Please revise the stretch from the line containing "else: point(67, 60)." through the line containing "point(351, 279)", replacing "spoon" with "ladle" and leaving everything else as it is.

[Entries from a pointing dataset]
---+---

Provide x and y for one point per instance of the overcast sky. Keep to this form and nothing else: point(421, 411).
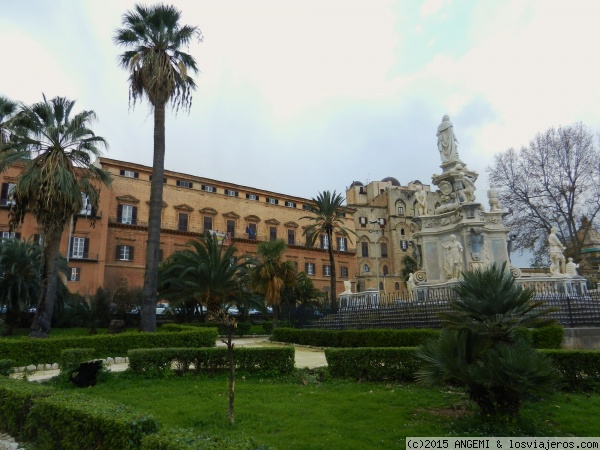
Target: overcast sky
point(308, 95)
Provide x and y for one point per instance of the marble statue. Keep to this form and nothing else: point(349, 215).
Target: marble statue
point(454, 258)
point(447, 141)
point(557, 259)
point(411, 286)
point(571, 268)
point(421, 197)
point(468, 190)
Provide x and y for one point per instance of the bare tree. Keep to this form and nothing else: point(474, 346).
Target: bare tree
point(555, 181)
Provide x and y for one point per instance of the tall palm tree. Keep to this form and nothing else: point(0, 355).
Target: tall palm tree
point(8, 108)
point(56, 149)
point(270, 275)
point(20, 278)
point(158, 71)
point(327, 221)
point(207, 272)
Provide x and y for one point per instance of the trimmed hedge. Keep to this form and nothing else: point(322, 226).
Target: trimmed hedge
point(578, 369)
point(398, 364)
point(186, 439)
point(265, 360)
point(354, 338)
point(35, 351)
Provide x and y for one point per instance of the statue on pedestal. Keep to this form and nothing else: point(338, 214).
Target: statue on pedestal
point(447, 141)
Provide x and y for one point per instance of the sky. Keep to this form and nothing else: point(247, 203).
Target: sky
point(303, 96)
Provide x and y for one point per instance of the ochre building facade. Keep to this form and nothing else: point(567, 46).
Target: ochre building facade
point(111, 253)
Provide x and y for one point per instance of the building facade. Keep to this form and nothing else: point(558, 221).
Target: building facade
point(111, 252)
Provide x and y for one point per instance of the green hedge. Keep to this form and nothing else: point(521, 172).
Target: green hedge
point(37, 351)
point(186, 439)
point(579, 369)
point(398, 364)
point(264, 360)
point(354, 338)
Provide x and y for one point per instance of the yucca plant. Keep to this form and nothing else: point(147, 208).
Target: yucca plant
point(481, 349)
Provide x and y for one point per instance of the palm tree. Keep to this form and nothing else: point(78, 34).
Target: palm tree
point(481, 347)
point(8, 108)
point(328, 221)
point(20, 278)
point(207, 272)
point(56, 149)
point(270, 275)
point(159, 71)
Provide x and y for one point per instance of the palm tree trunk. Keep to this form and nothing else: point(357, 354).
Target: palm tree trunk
point(149, 292)
point(332, 278)
point(43, 316)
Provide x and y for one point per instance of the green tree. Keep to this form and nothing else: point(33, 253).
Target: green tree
point(327, 221)
point(56, 149)
point(159, 72)
point(481, 347)
point(270, 275)
point(8, 109)
point(20, 278)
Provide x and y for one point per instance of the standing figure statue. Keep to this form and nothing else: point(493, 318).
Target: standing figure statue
point(421, 197)
point(557, 259)
point(454, 258)
point(447, 141)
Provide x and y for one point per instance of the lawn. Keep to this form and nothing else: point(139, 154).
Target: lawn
point(298, 412)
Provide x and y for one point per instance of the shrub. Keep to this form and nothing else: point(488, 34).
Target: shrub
point(211, 360)
point(186, 439)
point(34, 351)
point(354, 338)
point(73, 421)
point(398, 364)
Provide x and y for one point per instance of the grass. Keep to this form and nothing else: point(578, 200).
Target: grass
point(298, 412)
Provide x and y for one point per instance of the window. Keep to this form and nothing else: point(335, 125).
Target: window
point(129, 174)
point(79, 247)
point(10, 235)
point(231, 228)
point(186, 184)
point(75, 274)
point(183, 221)
point(251, 230)
point(6, 195)
point(207, 223)
point(127, 214)
point(124, 253)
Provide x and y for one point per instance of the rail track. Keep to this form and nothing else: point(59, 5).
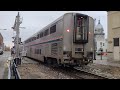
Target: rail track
point(74, 73)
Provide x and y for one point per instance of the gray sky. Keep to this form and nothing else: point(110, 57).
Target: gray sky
point(36, 20)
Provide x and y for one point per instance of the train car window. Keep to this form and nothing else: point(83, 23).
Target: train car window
point(41, 34)
point(52, 29)
point(81, 23)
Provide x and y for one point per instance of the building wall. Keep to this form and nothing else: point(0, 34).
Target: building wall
point(113, 32)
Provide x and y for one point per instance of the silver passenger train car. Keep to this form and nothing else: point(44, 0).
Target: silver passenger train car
point(66, 41)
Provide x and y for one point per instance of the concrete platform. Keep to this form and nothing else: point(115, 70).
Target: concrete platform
point(106, 62)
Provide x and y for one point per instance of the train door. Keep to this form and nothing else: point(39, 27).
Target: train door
point(80, 35)
point(116, 49)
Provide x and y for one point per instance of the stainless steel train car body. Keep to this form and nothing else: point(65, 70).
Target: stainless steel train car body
point(61, 46)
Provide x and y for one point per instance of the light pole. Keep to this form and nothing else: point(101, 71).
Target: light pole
point(3, 48)
point(94, 40)
point(17, 39)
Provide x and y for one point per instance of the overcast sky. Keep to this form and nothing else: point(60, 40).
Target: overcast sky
point(33, 21)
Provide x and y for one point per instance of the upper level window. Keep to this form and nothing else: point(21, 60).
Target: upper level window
point(46, 32)
point(52, 29)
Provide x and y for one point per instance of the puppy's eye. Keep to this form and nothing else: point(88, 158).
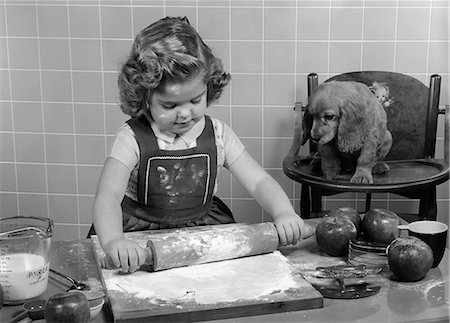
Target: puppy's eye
point(329, 117)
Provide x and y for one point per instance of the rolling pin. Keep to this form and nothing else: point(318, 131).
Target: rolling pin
point(186, 247)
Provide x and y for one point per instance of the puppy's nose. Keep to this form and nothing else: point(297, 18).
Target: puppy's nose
point(315, 138)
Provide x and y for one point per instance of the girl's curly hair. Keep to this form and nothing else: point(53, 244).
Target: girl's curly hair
point(169, 50)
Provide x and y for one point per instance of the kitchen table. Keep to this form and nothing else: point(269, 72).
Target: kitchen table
point(424, 301)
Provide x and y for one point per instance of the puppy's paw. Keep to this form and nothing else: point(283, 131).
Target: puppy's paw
point(331, 173)
point(362, 176)
point(380, 168)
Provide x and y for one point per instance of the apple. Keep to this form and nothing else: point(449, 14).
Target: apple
point(380, 225)
point(333, 235)
point(409, 258)
point(349, 213)
point(67, 307)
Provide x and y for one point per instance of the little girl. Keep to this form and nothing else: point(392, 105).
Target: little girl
point(163, 165)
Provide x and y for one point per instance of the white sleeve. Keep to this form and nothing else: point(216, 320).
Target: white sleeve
point(125, 147)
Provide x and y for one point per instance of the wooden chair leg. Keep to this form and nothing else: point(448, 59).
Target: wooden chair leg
point(316, 200)
point(368, 202)
point(305, 202)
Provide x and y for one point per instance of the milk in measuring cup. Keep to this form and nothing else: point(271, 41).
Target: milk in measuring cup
point(23, 276)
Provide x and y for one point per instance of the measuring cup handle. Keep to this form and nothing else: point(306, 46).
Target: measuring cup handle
point(19, 317)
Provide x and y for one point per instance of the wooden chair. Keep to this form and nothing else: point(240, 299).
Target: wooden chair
point(412, 110)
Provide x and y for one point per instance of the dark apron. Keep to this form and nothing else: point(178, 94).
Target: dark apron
point(175, 188)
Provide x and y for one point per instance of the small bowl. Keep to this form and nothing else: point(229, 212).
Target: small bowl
point(96, 306)
point(367, 253)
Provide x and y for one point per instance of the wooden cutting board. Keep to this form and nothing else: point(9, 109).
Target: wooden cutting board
point(246, 286)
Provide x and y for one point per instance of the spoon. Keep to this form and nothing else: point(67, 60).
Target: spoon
point(75, 284)
point(34, 310)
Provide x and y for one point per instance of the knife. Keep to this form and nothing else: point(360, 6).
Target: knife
point(351, 279)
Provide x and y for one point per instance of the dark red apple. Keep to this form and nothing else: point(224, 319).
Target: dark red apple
point(67, 307)
point(333, 235)
point(409, 258)
point(380, 225)
point(348, 213)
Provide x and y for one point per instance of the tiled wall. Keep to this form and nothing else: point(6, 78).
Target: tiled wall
point(58, 93)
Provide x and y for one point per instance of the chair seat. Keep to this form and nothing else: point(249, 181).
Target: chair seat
point(403, 174)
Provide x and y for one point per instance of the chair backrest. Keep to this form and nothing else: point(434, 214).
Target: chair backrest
point(412, 109)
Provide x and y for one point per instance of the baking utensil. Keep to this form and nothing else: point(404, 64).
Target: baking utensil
point(24, 257)
point(75, 284)
point(33, 309)
point(367, 253)
point(359, 290)
point(351, 281)
point(90, 294)
point(193, 246)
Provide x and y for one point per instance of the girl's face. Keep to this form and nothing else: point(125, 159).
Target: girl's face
point(177, 107)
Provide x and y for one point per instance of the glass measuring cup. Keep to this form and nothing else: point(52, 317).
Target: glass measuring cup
point(24, 257)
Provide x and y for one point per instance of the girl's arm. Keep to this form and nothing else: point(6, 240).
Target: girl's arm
point(269, 194)
point(107, 212)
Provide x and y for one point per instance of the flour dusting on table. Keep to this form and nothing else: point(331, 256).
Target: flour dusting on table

---+---

**Answer for the task**
Provide x and y for one point per instance of the ladle. Keep to this form and nothing else: point(67, 60).
Target: ladle
point(75, 284)
point(34, 310)
Provide x and y for one point per instance of the knife. Keep to this form and nothing else: point(360, 6).
Target: knife
point(351, 279)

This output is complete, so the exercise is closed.